Pictures aside, each record should be reproduced exactly.
━━━ MATERIAL PROVIDED
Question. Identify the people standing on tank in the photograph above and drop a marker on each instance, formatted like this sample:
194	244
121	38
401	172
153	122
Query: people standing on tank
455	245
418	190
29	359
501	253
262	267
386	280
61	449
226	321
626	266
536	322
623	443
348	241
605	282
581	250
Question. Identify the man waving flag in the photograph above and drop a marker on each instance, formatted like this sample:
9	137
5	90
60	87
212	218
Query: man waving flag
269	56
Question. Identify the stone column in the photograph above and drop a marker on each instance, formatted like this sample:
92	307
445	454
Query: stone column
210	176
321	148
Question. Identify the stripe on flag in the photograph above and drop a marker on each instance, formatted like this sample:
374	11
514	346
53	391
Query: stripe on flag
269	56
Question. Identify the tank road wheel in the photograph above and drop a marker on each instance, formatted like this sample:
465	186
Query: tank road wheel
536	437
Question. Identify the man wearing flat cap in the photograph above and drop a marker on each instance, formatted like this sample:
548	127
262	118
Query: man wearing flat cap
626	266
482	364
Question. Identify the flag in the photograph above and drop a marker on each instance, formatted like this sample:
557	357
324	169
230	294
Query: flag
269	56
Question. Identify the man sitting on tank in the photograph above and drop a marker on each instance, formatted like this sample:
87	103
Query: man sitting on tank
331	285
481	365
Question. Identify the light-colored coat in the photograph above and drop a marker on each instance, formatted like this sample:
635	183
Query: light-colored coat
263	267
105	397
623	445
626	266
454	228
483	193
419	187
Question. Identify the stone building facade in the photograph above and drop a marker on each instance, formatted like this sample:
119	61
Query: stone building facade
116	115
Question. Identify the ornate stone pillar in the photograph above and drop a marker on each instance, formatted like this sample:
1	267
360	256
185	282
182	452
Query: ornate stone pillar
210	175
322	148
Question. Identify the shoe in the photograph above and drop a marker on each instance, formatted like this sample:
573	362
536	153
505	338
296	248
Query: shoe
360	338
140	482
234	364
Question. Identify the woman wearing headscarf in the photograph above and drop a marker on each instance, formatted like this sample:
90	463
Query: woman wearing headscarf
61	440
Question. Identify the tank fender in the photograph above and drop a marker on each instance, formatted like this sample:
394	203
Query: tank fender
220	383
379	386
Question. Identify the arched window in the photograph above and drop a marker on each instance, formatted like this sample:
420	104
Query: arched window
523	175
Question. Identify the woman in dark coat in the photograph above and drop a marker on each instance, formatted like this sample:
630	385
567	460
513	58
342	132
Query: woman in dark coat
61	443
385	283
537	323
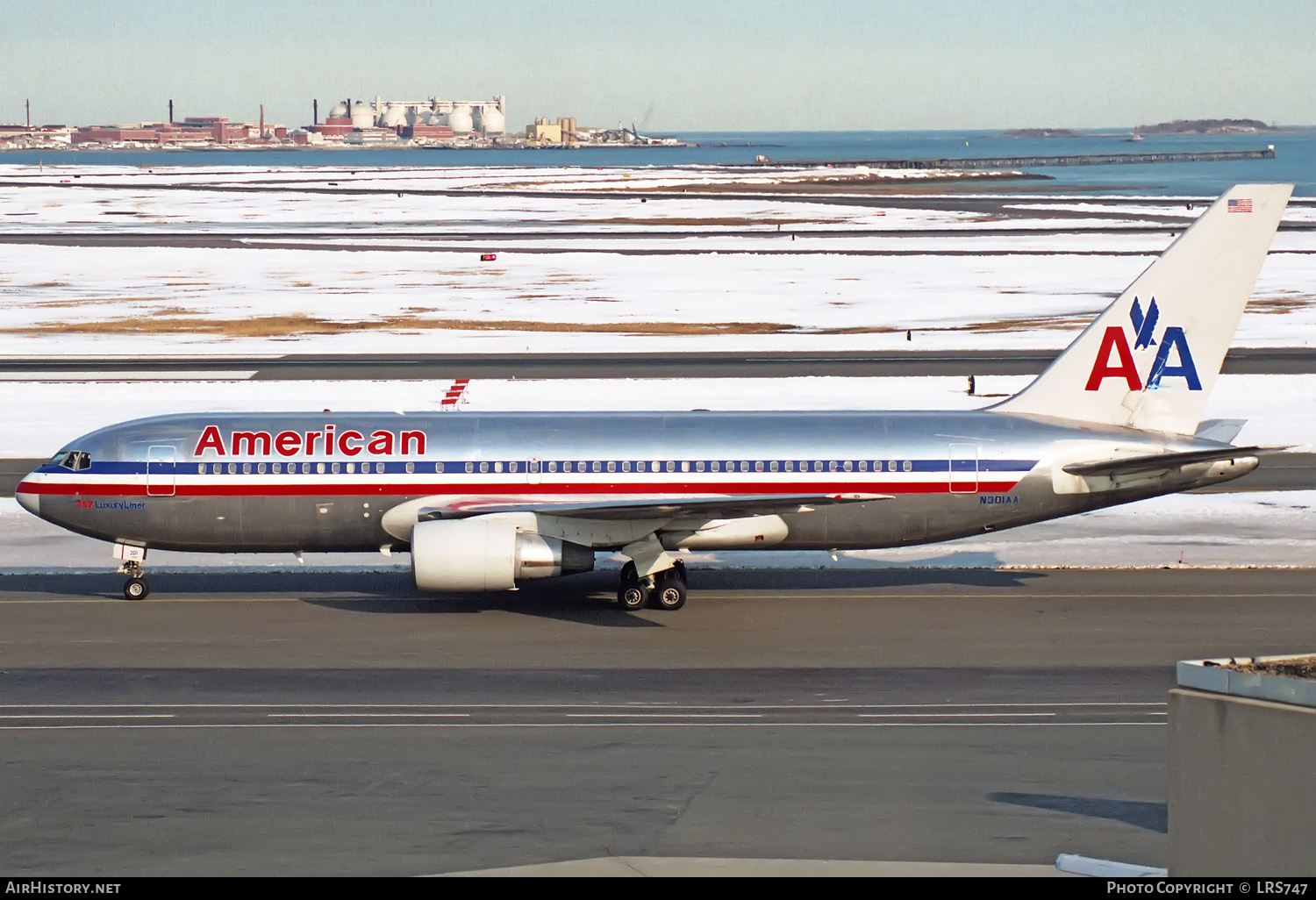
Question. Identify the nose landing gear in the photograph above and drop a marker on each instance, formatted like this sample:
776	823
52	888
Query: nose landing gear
136	587
131	563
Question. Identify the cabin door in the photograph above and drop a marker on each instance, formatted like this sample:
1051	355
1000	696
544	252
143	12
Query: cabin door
963	468
160	471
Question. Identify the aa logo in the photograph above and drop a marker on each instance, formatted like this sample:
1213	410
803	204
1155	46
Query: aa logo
1116	342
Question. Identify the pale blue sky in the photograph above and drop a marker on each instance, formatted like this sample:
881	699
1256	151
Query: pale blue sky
711	65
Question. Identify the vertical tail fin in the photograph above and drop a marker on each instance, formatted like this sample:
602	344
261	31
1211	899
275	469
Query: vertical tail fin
1150	358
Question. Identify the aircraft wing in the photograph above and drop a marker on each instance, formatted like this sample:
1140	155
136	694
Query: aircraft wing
1165	461
726	507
━━━━━━
SOLVED EXERCISE:
Question. Identify the people standing on tank in the photograph above and drop a marker on each instance, formatted like this sample:
194	244
121	38
401	172
153	122
Query: people standing on tank
455	245
418	190
29	359
501	253
262	267
386	280
61	449
226	321
626	266
536	322
623	443
348	241
605	282
581	250
Question. Identify the man waving flag in the photograph above and drop a marker on each instance, formatted like this sample:
9	137
5	90
60	87
212	218
Query: man waving flag
269	56
Question. Identify the stone column in the photograph above and drop a marker on each instance, formatted like this sample:
92	307
445	454
Query: stone column
210	176
321	148
Question. Identify the stripe on flag in the photograph above and drop a marker on each instance, formatted like this sample:
374	11
514	346
53	391
Query: stripe on flag
269	56
Question. Identify the tank road wheel in the photograph above and drop a marker on each instance, formatted like this sample:
465	186
Query: tank road wheel
536	437
Question. Identify the man wearing flat cap in the photograph above and drop a marker on each instance, formatted like this sample:
548	127
262	118
Query: man wearing flat cap
626	266
482	364
Question. Identify the flag in the photograph above and drop a marker on each instance, formatted like this sample:
557	357
324	169
230	294
Query: flag
269	56
Question. Identify the man sitting on tank in the photograph above and drop a marker on each instance, formatted like this sample:
87	103
Query: man sitting on tank
331	285
481	365
Question. Identify the light-colored coat in the photograph above and drop a marker on each instance, formatted like this sample:
635	183
Query: light-colored coat
263	267
105	397
623	445
626	266
454	228
483	193
419	187
Question. Identify the stone building facade in the photograph above and drop a marker on each instance, formatted like this sample:
119	61
Query: stone building facade
116	115
Question. Identify the ornate stone pillar in the photograph above and drop a marker on each instance, formatted like this sample:
1	267
360	256
185	282
182	452
Query: ornate stone pillar
210	175
322	148
Question. Identify the shoe in the photograph above and drop a marker on each instance, formatted like this sample:
573	362
536	153
505	338
296	248
Query: shoe
360	338
140	482
234	364
Question. Identify the woman wearing headscarf in the photograph above and drop a marker on each instance, formatted like this sample:
90	463
Query: woman wearing headscarf
61	440
Question. Identify the tank fender in the photograph above and drop a marker on each instance, formatted like this sample:
394	203
Query: tank fender
220	383
379	386
Question. Identify the arched window in the photograph above and drop a marker on each instance, formatted like this sample:
420	104
Query: arched window
523	175
Question. Identify the woman in dark coat in the photograph above and drop a marker on each instance, formatted like this sample:
630	385
567	460
513	58
342	132
Query: woman in dark coat
61	443
385	283
537	323
Question. Identify the nose landing gear in the photograph above and drop a marker on each instance, formatted like this sample:
776	823
52	888
Query: nose landing gear
136	587
131	563
Question. Identify the cabin door in the photograph above and drop a marker on each instance, formatted like this sample:
1051	355
1000	696
544	252
143	12
Query: cabin door
963	468
160	471
Question. Identify the aa logo in the photograph above and drop a marker on each instance, formatted like this sample:
1213	410
803	204
1155	46
Query: aa logo
1116	342
Question. Identify the pale blue sky in the photograph above and drop a marker on each instance, formatted like this sample:
881	699
1256	151
Query: pale blue sky
711	65
Question. Identify the vertical tail fin in the photograph above and drop a marker on each instance, formatted like this sample:
602	344
261	31
1211	899
275	469
Query: vertical tail fin
1150	358
Question. Identify the aircraft wing in the photograph above and drop a marker on each instance, formatted like this sample:
1140	155
136	694
Query: aircraft wing
1165	461
726	507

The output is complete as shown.